(Dataset entries)
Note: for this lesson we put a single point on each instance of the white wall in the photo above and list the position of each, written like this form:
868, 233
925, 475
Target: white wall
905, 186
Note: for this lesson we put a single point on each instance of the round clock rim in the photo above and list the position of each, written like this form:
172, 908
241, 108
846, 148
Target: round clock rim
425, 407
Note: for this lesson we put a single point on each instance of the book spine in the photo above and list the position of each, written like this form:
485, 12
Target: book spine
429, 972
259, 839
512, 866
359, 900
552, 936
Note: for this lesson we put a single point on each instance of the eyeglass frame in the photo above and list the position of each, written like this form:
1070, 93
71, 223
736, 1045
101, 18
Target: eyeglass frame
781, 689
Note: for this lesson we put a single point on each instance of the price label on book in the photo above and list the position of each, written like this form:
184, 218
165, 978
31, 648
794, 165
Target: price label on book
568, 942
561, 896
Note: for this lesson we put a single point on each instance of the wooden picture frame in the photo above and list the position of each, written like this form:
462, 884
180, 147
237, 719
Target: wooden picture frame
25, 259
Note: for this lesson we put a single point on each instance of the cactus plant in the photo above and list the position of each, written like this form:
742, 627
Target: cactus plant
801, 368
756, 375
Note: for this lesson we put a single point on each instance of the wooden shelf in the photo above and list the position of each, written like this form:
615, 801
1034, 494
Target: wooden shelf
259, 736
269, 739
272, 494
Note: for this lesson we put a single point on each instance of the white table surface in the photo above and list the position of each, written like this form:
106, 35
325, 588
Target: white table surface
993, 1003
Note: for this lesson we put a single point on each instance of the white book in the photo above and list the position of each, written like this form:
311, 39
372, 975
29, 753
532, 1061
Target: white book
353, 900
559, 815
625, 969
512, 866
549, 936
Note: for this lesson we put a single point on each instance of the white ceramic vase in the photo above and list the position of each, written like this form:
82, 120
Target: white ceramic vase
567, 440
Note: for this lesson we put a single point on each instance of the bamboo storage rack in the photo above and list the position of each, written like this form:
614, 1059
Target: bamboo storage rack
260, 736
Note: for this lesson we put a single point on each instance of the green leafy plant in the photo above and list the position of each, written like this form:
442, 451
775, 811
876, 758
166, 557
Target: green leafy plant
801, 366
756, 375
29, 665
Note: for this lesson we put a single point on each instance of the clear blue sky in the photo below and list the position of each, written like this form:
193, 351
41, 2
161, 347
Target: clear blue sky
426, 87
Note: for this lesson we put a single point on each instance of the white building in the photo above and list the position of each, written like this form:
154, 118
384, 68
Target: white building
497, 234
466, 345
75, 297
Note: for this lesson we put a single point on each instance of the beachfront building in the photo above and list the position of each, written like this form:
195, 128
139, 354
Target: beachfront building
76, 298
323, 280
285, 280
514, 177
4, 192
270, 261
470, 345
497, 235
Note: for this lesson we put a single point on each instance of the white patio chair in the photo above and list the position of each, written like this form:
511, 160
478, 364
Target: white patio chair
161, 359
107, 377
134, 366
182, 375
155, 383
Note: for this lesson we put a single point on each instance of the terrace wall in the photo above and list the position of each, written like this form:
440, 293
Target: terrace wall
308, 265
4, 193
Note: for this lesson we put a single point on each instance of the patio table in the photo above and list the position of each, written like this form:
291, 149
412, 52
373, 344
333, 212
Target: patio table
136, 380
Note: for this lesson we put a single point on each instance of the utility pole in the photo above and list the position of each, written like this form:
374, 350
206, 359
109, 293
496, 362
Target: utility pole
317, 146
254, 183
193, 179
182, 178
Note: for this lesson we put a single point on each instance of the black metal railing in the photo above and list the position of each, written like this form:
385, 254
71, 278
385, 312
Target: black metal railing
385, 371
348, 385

HOW TO COMPLETE THIS TASK:
Make sure that every entry above is copied out exactly as it stands.

YOUR SOLUTION:
Note: for this lesson we put a single point on each instance of the white wall in the photo above and list the position of each, written like this form:
868, 233
925, 475
Target: white wall
905, 186
Note: for this lesson we put a single point on each instance of the round clock rim in the photo above and list the position of each, written like this form:
172, 908
241, 108
846, 148
Target: round clock rim
425, 407
Note: for this lesson we put a single point on each instance of the book spine in the photo above and list the position of each, written like this form:
485, 12
Target: book spine
429, 972
259, 839
512, 866
359, 900
552, 936
Note: for this lesson we put a single point on each instance of the eyeglass frame in the photo above and list the position of each, written like this form:
1070, 93
71, 223
736, 1045
101, 18
Target: eyeglass frame
781, 689
Note: for this lesson we put a single point on each instance of the price label on book in the photo above and list the position of each, written like this form:
184, 218
165, 978
31, 648
794, 165
Target: price label on book
568, 942
561, 896
Note: for this lesson we put a single point on each instance of the wooden picture frame in the photo above and list the position of each, written like this form:
462, 884
180, 147
237, 719
Target: wooden picture frame
25, 259
Note: for this lesson we put a single point on each instance of the cactus plant in the photo above and list the position of each, written like this form:
742, 627
Target: cactus plant
801, 368
756, 375
Note: for this lesson we put a single point on each instance of the wooden shelf in the photo above and list the position of each, written like this form:
615, 801
1034, 494
Target: wooden shelf
259, 736
269, 739
272, 494
Note: for this lesson we put a single point on each instance of the white table surface in the photo above and list the position of each, written like this form:
106, 35
325, 588
Target: white table surface
993, 1003
Note: for this lesson we put a single point on each instance of the white book in the photo above and list the position of each, written like this form:
311, 39
372, 975
29, 753
532, 1061
Target: white book
353, 900
559, 815
625, 969
512, 866
549, 936
Note: for this lesson we put a single point on each instance of the white ceramic vase in the photo above and list the position of each, written like this form:
82, 120
Target: white ceramic vase
567, 440
Note: for this lesson we put a single point on each instance of the bamboo storage rack in the photo above and list the position of each, written like this form:
614, 1059
Target: bamboo storage rack
260, 736
Note: for this lesson we put a single point on each instance of the green leafy plant in the photo above and list the position of each, written like this form:
442, 451
775, 811
876, 758
166, 557
Target: green leafy plant
801, 366
756, 375
29, 665
Note: for this lesson we put a single point on each instance of the clear blue sky in the photo below and list the position of each, written like this form:
193, 351
41, 2
161, 347
Target: clear blue sky
426, 87
Note: for this lesson we put a single point on each instance of the white building in the photo above and list the position of each, written like this form:
154, 118
384, 68
Target: white building
497, 234
466, 345
75, 297
Note: for this lesson we put a single point on each instance of the beachfront building in the photo above and list the position of each, written like this form:
195, 128
139, 354
Target: beachfront building
76, 298
323, 280
285, 280
514, 177
4, 192
270, 261
470, 345
497, 235
Note: for this lesson we put a single point on each instance of the white patio chair in the photo above and list the position of each, written like this form:
511, 160
478, 364
Target: white patio chair
161, 359
107, 377
134, 366
182, 375
155, 383
Note: for this lesson we put a single point on each instance of the terrace wall in the photo above and list the position of each, written like this form:
440, 293
Target: terrace wall
308, 265
4, 193
Note: for this lesson we put a single point on each instance of the patio table in the photo above and list the position of each, written like this form:
291, 149
412, 52
373, 344
333, 212
Target: patio table
136, 380
Note: for this lesson we put a single point on each instance of the utility pole in the photo above and list the position of each, written like this form:
374, 350
206, 359
109, 293
496, 362
Target: utility pole
317, 146
254, 183
193, 179
182, 178
Note: for this lesson we put a single point on each instance of the black metal railing in the photo above and list the position of each, written like this form:
385, 254
71, 278
385, 312
Target: black metal railing
385, 371
348, 385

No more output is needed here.